For the data below, report how many lines include the word "wooden", and write nothing else.

[Excerpts from a dataset]
+ + + + + + +

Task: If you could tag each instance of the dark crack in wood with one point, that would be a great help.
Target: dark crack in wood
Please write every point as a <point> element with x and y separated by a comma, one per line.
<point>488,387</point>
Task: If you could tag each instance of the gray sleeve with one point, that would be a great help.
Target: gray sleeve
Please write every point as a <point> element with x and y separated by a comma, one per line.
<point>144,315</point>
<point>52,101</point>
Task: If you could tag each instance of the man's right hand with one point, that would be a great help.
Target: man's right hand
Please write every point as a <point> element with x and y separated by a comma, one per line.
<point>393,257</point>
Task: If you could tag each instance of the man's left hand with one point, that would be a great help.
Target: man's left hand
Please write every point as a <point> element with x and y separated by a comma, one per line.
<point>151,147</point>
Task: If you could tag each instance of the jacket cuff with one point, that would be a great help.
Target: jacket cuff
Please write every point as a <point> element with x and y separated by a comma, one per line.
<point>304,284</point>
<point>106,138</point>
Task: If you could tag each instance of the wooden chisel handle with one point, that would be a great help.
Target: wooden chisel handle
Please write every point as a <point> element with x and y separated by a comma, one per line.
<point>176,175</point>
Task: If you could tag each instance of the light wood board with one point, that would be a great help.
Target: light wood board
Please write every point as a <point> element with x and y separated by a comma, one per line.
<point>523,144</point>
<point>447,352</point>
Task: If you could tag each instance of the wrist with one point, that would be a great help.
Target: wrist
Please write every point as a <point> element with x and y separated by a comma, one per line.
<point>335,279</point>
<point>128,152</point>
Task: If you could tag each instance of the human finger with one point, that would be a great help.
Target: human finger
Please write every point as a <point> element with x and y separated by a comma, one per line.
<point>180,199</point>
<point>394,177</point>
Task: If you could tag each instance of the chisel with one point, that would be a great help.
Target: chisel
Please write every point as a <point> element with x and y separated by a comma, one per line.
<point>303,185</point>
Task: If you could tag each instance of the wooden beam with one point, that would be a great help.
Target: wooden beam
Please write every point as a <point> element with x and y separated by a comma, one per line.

+ + + + + + +

YOUR SOLUTION: 4